**Objective**
Update the lines beginning with the line containing "trace woman wearing" and continuing through the line containing "241 151 L 243" by writing them out again with "conical straw hat" changed to "wide-brimmed hat" and everything else left as it is.

**Records to process**
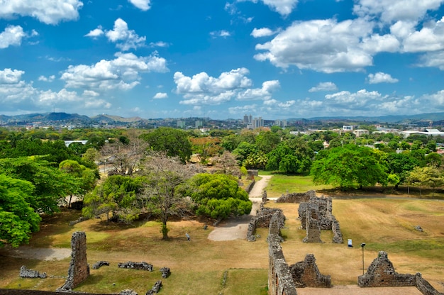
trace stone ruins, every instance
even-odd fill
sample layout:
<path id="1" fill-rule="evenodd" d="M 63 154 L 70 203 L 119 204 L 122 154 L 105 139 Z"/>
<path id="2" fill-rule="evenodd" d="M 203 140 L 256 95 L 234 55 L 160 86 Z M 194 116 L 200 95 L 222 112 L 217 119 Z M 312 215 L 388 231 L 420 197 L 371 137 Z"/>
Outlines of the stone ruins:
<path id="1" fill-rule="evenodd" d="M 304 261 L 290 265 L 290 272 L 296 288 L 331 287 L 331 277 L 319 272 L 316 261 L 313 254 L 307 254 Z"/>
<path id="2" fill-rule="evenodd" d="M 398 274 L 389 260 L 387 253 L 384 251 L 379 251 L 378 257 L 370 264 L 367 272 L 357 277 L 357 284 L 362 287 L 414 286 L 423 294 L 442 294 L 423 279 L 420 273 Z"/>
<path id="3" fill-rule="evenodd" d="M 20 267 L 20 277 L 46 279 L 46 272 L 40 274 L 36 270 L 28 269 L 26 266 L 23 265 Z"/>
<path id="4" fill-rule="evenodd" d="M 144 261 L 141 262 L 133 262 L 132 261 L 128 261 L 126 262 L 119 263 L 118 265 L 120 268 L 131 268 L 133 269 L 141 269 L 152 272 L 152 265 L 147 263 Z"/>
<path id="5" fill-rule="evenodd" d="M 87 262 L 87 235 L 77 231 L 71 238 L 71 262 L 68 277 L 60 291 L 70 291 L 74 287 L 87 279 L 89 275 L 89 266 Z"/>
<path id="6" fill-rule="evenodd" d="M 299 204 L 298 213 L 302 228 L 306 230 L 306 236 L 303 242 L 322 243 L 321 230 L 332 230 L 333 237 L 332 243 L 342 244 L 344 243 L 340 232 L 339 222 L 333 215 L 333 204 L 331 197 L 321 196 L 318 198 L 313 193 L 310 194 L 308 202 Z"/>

---

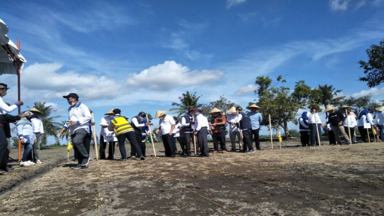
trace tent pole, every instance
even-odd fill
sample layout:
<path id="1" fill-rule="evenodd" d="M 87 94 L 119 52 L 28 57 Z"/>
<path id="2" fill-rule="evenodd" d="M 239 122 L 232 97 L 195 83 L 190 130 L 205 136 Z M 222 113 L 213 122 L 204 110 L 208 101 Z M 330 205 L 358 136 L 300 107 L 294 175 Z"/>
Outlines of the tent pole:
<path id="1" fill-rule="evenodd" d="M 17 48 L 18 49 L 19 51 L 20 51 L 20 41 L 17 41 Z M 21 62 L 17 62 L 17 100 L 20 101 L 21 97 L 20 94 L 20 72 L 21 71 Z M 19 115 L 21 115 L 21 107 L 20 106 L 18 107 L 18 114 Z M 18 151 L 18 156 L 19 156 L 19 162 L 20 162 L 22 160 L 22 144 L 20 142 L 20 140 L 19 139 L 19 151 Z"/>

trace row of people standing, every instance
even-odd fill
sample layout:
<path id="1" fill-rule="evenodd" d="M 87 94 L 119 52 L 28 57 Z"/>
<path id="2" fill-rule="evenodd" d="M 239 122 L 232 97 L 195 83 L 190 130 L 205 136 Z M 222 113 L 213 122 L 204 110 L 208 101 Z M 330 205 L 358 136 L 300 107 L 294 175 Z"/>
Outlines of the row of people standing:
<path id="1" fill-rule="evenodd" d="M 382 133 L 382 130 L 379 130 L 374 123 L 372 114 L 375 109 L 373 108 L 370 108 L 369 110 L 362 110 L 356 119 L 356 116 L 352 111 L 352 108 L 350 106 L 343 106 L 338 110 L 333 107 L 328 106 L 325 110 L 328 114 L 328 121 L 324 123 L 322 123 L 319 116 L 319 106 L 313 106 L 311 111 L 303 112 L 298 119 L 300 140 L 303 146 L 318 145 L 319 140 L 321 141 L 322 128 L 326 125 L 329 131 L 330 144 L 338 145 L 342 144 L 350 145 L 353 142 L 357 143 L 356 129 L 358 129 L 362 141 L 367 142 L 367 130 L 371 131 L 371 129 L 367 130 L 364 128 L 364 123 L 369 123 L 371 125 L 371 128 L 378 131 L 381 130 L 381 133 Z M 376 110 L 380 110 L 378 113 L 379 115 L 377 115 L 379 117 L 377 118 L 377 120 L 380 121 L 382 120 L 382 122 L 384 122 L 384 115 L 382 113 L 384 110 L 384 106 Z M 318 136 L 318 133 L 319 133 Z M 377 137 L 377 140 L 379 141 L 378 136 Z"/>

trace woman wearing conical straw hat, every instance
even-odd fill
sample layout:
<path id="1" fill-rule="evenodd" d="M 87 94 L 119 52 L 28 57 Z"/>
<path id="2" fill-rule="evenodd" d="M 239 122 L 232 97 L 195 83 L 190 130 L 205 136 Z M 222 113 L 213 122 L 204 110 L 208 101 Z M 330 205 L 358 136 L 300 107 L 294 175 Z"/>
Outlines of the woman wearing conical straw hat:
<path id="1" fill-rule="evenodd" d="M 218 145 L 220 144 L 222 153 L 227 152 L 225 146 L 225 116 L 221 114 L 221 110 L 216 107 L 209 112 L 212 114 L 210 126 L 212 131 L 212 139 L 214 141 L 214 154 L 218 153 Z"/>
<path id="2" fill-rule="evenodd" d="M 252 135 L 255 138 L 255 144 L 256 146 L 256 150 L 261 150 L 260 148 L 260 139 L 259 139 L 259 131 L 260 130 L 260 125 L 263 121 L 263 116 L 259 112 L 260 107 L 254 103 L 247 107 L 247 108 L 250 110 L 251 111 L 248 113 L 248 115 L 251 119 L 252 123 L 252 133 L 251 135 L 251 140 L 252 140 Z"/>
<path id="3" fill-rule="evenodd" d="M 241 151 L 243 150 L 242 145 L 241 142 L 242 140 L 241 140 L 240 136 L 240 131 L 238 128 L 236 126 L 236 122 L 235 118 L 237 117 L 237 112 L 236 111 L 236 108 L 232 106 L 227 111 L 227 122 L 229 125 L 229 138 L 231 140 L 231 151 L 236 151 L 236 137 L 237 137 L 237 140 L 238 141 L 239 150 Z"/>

**Answer for this exercise**
trace woman wearing wide-brimmed hat, every instance
even-odd fill
sample layout:
<path id="1" fill-rule="evenodd" d="M 87 94 L 119 52 L 28 57 Z"/>
<path id="2" fill-rule="evenodd" d="M 239 122 L 232 97 L 195 83 L 190 130 L 205 136 Z M 222 113 L 213 122 L 204 110 L 208 101 Z M 330 205 L 358 136 L 300 107 L 294 175 Z"/>
Outlines of the woman wearing wide-brimmed hat:
<path id="1" fill-rule="evenodd" d="M 218 145 L 220 144 L 222 153 L 227 152 L 225 146 L 225 116 L 221 114 L 221 110 L 216 107 L 209 112 L 212 114 L 210 126 L 212 131 L 212 139 L 214 141 L 214 154 L 218 153 Z"/>
<path id="2" fill-rule="evenodd" d="M 252 135 L 255 138 L 255 144 L 256 146 L 256 150 L 261 150 L 260 148 L 260 139 L 259 139 L 259 131 L 260 130 L 260 125 L 263 121 L 263 116 L 259 112 L 260 107 L 254 103 L 247 107 L 247 108 L 250 110 L 251 111 L 248 113 L 248 115 L 251 119 L 252 123 L 252 133 L 251 135 L 251 140 L 252 140 Z"/>
<path id="3" fill-rule="evenodd" d="M 241 151 L 243 150 L 242 145 L 241 142 L 242 140 L 241 140 L 240 136 L 240 131 L 238 128 L 236 126 L 236 122 L 235 118 L 237 117 L 237 112 L 236 111 L 236 108 L 232 106 L 227 111 L 227 122 L 229 125 L 229 138 L 231 140 L 231 151 L 236 151 L 236 137 L 237 137 L 237 140 L 238 141 L 239 150 Z"/>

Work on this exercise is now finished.